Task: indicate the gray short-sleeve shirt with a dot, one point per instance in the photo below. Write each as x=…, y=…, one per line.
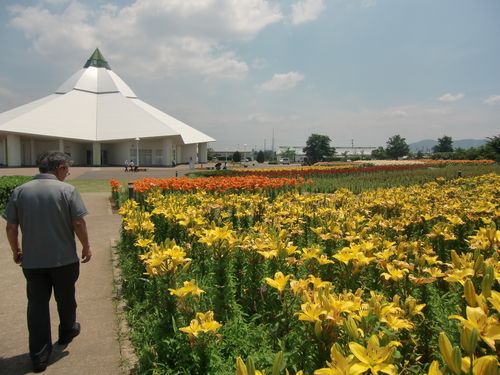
x=45, y=209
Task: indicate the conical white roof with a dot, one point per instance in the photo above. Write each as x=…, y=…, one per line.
x=95, y=104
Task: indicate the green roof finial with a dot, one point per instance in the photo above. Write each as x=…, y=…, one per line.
x=97, y=60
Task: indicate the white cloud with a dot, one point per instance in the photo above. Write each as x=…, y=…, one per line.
x=306, y=10
x=282, y=82
x=5, y=93
x=493, y=100
x=394, y=113
x=163, y=37
x=270, y=118
x=449, y=98
x=368, y=3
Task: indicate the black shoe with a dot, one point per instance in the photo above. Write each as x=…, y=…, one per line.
x=41, y=360
x=66, y=336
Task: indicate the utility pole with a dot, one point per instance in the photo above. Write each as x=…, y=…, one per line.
x=272, y=147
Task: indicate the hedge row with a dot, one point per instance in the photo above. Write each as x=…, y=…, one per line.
x=7, y=185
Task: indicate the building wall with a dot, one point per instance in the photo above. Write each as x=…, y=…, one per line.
x=3, y=151
x=157, y=152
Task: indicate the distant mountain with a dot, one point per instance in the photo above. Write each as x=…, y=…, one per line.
x=427, y=144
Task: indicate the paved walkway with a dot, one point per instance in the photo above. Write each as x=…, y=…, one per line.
x=96, y=350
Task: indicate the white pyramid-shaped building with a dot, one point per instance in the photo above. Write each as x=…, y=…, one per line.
x=96, y=118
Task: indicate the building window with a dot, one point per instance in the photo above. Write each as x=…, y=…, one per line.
x=158, y=156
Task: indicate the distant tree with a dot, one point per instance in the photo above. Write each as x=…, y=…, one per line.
x=379, y=153
x=289, y=153
x=492, y=147
x=445, y=144
x=397, y=147
x=237, y=157
x=260, y=157
x=318, y=148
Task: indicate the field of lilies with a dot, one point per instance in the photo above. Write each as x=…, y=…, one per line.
x=262, y=277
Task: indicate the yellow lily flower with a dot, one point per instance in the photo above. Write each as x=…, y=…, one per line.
x=487, y=327
x=434, y=369
x=188, y=288
x=394, y=273
x=204, y=322
x=495, y=300
x=339, y=365
x=374, y=357
x=311, y=312
x=279, y=282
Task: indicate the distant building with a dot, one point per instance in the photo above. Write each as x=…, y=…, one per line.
x=354, y=150
x=339, y=151
x=97, y=119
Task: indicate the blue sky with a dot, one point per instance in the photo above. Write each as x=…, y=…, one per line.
x=358, y=71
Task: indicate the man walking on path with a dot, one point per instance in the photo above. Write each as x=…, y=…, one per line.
x=49, y=212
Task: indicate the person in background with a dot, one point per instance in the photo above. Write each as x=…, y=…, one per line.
x=49, y=213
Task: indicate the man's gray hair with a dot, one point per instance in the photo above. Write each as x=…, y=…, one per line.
x=50, y=161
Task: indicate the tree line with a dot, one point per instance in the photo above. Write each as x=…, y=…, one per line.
x=318, y=148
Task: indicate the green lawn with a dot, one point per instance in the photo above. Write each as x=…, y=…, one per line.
x=91, y=186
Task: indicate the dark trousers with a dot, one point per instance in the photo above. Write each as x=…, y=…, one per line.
x=39, y=284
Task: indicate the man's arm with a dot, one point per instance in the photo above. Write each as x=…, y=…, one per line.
x=80, y=228
x=13, y=237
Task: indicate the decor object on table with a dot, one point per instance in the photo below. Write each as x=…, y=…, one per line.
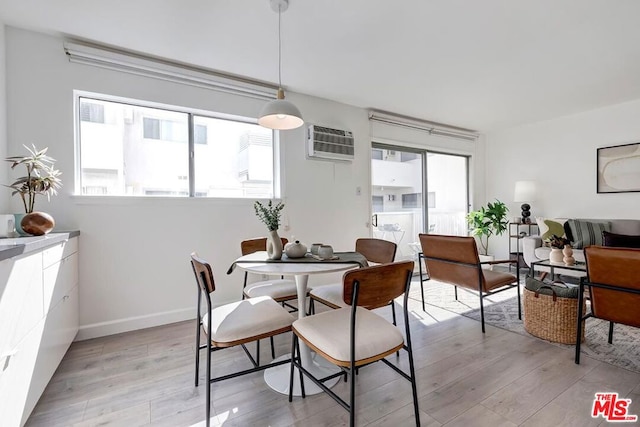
x=270, y=215
x=488, y=221
x=325, y=252
x=567, y=253
x=41, y=178
x=618, y=168
x=295, y=249
x=280, y=114
x=525, y=191
x=534, y=249
x=314, y=248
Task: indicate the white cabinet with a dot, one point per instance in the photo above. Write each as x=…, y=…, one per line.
x=38, y=322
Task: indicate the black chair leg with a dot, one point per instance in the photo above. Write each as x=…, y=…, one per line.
x=481, y=312
x=580, y=320
x=291, y=371
x=393, y=315
x=197, y=350
x=421, y=281
x=414, y=387
x=610, y=332
x=208, y=391
x=273, y=349
x=352, y=398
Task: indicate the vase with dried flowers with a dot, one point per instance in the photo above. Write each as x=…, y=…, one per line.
x=270, y=216
x=41, y=178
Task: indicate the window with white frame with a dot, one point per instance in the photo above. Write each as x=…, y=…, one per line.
x=144, y=151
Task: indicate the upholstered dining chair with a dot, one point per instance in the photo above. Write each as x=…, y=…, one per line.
x=455, y=260
x=354, y=336
x=613, y=281
x=376, y=251
x=233, y=324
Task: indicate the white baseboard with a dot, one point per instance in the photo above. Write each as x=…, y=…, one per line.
x=102, y=329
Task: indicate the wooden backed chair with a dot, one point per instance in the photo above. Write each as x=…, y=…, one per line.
x=613, y=280
x=354, y=336
x=281, y=290
x=377, y=251
x=454, y=260
x=233, y=324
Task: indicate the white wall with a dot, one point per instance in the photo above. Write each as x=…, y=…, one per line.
x=134, y=252
x=560, y=155
x=4, y=166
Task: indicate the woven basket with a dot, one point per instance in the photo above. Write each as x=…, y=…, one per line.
x=551, y=320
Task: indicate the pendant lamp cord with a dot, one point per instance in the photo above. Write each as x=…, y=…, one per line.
x=279, y=46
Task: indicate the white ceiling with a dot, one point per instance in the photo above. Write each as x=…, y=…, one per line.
x=478, y=64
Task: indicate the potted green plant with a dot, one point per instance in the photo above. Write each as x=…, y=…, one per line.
x=41, y=178
x=270, y=216
x=488, y=221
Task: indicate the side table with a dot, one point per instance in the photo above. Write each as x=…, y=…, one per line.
x=516, y=234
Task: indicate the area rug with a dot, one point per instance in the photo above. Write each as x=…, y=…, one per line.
x=501, y=310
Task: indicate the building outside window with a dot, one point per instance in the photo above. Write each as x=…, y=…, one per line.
x=127, y=148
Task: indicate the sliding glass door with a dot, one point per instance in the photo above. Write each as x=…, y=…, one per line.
x=402, y=209
x=448, y=193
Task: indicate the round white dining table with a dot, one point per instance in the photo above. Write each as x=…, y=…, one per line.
x=278, y=377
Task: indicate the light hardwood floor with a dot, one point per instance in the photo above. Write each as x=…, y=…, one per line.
x=465, y=378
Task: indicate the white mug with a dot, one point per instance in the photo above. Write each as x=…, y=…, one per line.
x=314, y=248
x=7, y=225
x=325, y=252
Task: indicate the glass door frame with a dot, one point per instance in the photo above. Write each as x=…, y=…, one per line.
x=423, y=159
x=423, y=152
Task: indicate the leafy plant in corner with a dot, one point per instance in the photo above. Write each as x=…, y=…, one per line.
x=269, y=214
x=42, y=177
x=488, y=221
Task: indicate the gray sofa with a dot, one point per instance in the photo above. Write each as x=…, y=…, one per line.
x=533, y=249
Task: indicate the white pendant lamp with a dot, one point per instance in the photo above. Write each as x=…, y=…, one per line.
x=280, y=114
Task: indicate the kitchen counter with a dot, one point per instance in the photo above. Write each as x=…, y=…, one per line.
x=14, y=246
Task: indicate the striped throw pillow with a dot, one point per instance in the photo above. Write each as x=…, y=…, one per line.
x=586, y=233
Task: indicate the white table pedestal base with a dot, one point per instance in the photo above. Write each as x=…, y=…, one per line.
x=278, y=377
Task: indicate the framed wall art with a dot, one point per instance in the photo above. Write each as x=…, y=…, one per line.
x=619, y=168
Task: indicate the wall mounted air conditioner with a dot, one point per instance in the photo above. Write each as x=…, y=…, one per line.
x=329, y=144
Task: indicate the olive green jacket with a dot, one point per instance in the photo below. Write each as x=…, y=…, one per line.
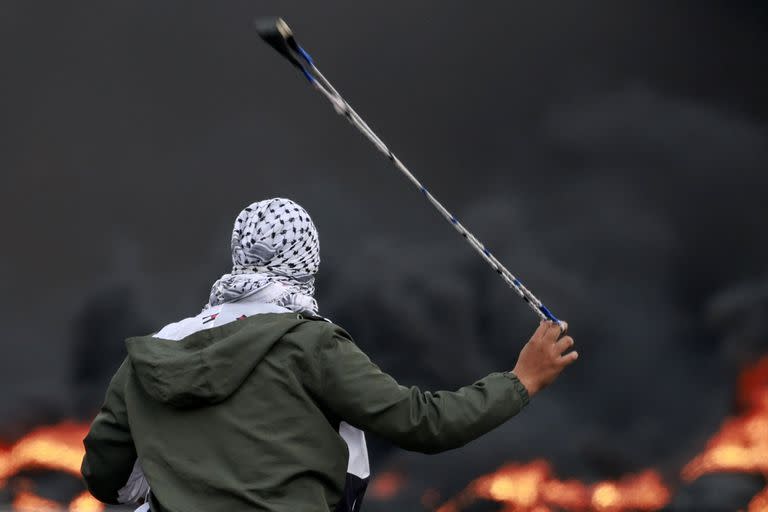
x=245, y=416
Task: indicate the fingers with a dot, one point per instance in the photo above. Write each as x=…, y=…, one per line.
x=563, y=345
x=553, y=331
x=569, y=358
x=540, y=330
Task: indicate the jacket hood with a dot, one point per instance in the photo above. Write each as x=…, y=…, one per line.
x=208, y=366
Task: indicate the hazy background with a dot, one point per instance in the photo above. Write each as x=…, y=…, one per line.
x=614, y=155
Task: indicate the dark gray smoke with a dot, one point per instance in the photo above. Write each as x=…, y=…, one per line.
x=613, y=156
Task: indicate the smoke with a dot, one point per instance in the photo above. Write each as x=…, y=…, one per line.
x=622, y=180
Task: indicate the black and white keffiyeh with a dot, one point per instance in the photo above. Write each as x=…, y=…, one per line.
x=275, y=255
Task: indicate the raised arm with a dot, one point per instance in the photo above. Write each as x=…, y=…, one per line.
x=356, y=390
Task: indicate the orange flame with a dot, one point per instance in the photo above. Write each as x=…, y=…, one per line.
x=58, y=448
x=55, y=448
x=741, y=445
x=27, y=502
x=532, y=488
x=86, y=503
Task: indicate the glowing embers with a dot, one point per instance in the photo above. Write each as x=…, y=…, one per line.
x=55, y=448
x=741, y=445
x=532, y=488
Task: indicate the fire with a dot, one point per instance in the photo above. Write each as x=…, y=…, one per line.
x=58, y=448
x=741, y=445
x=532, y=488
x=55, y=448
x=27, y=502
x=85, y=503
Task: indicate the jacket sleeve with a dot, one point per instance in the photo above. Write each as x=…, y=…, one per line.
x=357, y=391
x=110, y=454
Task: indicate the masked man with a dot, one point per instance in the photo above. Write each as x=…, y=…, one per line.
x=258, y=403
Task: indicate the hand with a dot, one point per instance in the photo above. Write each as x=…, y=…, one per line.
x=542, y=359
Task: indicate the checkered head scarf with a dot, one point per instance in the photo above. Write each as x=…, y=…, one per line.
x=275, y=255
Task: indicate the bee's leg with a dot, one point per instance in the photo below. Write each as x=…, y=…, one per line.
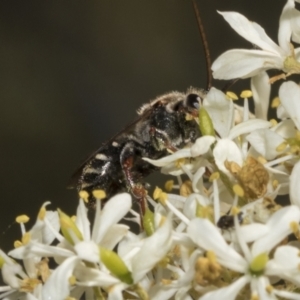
x=138, y=190
x=161, y=140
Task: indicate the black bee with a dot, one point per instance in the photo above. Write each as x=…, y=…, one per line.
x=165, y=125
x=227, y=221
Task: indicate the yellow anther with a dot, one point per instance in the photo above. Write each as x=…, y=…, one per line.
x=22, y=219
x=214, y=176
x=26, y=238
x=42, y=213
x=246, y=94
x=294, y=227
x=162, y=221
x=2, y=262
x=186, y=188
x=258, y=263
x=281, y=147
x=238, y=190
x=189, y=117
x=269, y=289
x=180, y=162
x=72, y=280
x=295, y=149
x=99, y=194
x=231, y=96
x=163, y=198
x=84, y=195
x=275, y=183
x=169, y=185
x=235, y=210
x=17, y=244
x=275, y=102
x=166, y=281
x=262, y=160
x=29, y=284
x=273, y=122
x=157, y=192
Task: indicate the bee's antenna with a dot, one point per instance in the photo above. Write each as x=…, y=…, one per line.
x=229, y=85
x=205, y=46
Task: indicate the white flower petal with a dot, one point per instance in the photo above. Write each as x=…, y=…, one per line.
x=286, y=129
x=202, y=145
x=254, y=231
x=221, y=111
x=240, y=63
x=285, y=26
x=251, y=31
x=114, y=210
x=92, y=277
x=227, y=150
x=9, y=274
x=229, y=292
x=248, y=126
x=261, y=89
x=87, y=250
x=296, y=26
x=265, y=142
x=294, y=185
x=287, y=257
x=34, y=249
x=154, y=248
x=289, y=94
x=114, y=235
x=279, y=228
x=207, y=236
x=57, y=285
* * *
→ **EXERCISE GOAL**
Multiply by 2 every x and y coordinate value in the part that opens with the line containing "Task: indicate the kitchen" and closes with the line containing "x=619, y=168", both included, and round each result to a whole number, with halves going up. Write out only those lines, with all other wording left as it is.

→ **FINAL RESULT**
Task: indicate the kitchen counter with a dot, one point per instance in the photo above. Write each as x=…, y=…, one per line.
x=28, y=492
Task: indicate the striped throw pillow with a dot, one point per instance in the photo above. Write each as x=…, y=…, one per line.
x=1172, y=466
Task: indicate the white table pedestal base with a dot, one point per instance in the photo above. Write each as x=…, y=…, one per line.
x=556, y=754
Task: indicate the framed wall art with a dot, one point per instance in the photo above. Write each as x=…, y=…, one per line.
x=1238, y=336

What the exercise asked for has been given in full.